[What is needed]
Only the lines running from the one with "For every instance of the white cricket shirt, the" to the end of the listing should be returned, each exactly as it appears, with both ends kept.

Dataset excerpts section start

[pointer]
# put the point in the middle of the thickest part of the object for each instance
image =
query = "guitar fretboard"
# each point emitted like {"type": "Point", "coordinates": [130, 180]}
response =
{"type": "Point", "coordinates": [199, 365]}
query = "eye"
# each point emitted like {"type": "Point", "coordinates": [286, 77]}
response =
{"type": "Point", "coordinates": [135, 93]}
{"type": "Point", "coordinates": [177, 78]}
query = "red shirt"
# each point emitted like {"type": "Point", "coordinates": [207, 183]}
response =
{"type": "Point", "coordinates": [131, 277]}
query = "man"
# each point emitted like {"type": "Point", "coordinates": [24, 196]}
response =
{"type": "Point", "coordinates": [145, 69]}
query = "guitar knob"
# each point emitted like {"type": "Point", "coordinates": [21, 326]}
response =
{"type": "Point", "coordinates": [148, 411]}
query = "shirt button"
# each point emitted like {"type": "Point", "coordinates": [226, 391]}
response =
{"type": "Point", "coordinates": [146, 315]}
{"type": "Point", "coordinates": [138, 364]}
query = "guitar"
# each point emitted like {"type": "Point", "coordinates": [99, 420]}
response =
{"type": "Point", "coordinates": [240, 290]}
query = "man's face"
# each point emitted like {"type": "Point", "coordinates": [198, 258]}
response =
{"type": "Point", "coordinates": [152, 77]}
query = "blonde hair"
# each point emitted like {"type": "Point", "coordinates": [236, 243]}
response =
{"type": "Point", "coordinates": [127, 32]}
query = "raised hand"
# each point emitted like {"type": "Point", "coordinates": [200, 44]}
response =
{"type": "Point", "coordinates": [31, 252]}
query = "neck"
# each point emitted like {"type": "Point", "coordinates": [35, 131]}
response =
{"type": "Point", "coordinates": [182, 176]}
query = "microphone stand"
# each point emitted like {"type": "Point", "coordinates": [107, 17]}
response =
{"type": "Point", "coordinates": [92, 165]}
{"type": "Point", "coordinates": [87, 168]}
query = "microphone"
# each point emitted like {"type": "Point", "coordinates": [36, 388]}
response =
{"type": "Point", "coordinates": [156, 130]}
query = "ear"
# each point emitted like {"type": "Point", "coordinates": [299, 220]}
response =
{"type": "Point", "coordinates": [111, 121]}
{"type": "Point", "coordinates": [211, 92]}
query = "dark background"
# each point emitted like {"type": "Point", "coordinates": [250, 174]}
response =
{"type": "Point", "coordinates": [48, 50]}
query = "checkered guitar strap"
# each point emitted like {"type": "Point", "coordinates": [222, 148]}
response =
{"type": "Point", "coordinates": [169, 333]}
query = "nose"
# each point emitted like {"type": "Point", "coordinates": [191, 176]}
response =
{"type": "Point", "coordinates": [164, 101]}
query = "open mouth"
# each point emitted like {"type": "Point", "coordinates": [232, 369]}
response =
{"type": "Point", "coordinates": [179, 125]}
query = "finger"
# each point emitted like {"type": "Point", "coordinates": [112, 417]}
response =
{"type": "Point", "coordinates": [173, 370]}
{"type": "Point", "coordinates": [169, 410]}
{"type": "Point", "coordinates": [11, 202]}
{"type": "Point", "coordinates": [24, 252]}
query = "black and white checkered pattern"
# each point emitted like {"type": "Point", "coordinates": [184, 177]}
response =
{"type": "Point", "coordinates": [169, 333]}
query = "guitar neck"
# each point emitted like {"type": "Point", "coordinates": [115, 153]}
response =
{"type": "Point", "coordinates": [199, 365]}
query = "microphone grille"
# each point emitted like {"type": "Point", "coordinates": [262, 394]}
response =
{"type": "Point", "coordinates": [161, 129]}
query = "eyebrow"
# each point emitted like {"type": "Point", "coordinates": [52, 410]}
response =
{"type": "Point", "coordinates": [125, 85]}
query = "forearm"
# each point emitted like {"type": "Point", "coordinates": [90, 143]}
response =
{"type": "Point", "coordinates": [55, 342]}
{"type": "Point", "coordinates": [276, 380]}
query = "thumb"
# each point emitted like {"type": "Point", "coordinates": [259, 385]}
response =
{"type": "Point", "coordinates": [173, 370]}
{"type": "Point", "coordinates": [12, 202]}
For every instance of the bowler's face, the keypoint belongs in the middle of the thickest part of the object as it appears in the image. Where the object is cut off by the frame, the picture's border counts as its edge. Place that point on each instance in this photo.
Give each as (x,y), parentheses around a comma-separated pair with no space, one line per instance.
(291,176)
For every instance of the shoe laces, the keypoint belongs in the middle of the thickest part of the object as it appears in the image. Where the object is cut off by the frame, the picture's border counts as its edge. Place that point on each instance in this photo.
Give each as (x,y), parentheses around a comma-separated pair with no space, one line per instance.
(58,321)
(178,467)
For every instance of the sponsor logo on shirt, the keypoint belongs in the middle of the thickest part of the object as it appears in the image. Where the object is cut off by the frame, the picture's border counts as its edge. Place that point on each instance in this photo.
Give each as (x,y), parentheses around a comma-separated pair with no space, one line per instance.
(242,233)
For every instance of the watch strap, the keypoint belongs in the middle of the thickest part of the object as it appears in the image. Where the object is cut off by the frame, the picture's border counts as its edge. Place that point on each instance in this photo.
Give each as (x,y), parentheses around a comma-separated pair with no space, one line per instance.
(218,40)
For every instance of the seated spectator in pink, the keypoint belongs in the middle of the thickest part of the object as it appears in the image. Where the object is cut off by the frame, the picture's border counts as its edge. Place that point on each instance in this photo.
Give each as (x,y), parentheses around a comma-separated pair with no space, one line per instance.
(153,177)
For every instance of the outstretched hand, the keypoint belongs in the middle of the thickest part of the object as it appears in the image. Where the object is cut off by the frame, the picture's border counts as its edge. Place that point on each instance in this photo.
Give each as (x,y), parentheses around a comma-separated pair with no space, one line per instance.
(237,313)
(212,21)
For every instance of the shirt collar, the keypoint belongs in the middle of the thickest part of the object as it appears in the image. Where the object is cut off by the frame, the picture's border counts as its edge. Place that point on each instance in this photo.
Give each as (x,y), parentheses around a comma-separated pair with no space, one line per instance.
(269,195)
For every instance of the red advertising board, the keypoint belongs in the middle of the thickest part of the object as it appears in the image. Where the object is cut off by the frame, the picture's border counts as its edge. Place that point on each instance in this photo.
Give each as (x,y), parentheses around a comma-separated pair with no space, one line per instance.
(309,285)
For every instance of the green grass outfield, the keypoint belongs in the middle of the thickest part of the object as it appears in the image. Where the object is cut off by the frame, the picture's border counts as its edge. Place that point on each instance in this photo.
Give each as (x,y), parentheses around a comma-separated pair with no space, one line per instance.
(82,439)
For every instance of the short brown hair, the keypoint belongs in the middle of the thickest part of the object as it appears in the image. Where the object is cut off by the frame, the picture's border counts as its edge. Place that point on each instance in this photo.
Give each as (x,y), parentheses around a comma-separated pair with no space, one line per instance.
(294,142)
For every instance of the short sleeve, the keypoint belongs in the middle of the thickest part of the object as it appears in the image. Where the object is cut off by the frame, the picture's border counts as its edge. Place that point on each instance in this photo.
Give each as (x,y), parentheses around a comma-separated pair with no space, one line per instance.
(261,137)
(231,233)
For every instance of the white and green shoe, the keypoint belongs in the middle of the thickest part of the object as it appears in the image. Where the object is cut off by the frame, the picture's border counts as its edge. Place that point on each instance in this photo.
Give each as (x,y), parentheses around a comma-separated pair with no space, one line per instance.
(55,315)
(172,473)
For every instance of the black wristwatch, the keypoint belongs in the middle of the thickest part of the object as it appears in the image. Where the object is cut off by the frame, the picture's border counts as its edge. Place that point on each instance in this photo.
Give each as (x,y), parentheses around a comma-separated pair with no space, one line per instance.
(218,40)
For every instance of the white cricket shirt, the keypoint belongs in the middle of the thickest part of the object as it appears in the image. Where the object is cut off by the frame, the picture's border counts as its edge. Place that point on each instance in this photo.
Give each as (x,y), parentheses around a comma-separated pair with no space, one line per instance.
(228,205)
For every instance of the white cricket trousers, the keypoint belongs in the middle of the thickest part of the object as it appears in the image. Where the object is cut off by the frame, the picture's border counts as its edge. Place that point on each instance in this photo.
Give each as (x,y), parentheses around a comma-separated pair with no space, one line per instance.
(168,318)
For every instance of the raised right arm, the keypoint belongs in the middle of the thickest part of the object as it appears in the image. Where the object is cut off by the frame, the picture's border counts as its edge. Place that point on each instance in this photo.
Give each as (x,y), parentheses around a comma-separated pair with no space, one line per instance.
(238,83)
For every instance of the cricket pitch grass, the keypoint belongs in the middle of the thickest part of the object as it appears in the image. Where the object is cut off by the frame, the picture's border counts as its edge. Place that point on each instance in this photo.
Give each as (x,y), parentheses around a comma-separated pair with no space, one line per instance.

Dataset excerpts section end

[Written reply]
For every instance of the white cricket shirt, the keypoint belongs in the middle of the thickest part of the object as it appears in the image. Where the object is cut off by the frame, the picture's border counts as its edge. Place that point on each instance in this photo.
Give each as (x,y), parentheses around a comma-separated pair with no space, one line per instance.
(228,205)
For every instance of the white cricket trousers, the keypoint belongs in the middle of the thickest part of the object as it appears in the image. Where the object is cut off by the frame, the picture's border counts as its edge. Place that point on each instance in this photo.
Give each as (x,y), parentheses around a comma-separated pair with no space, one line per instance.
(168,318)
For every instance of the raised right arm, the keypoint belongs in the middle of the thickest part of the object as it appears in the image. Where the object is cut off by the frame, the picture's border counts as its edge. Place that point on each instance in this photo.
Give each as (x,y), parentheses around a comma-separated pair with no space, one line per instance.
(238,83)
For every instance of the cricket pitch grass, the keypoint belongs in the middle of the thickest part of the object as it appears in the image. Where the object is cut off by the frame, the picture's border counts as its edge. Place that point on each instance in this photo.
Give each as (x,y), parentheses around a comma-separated pair with no space, one line per instance.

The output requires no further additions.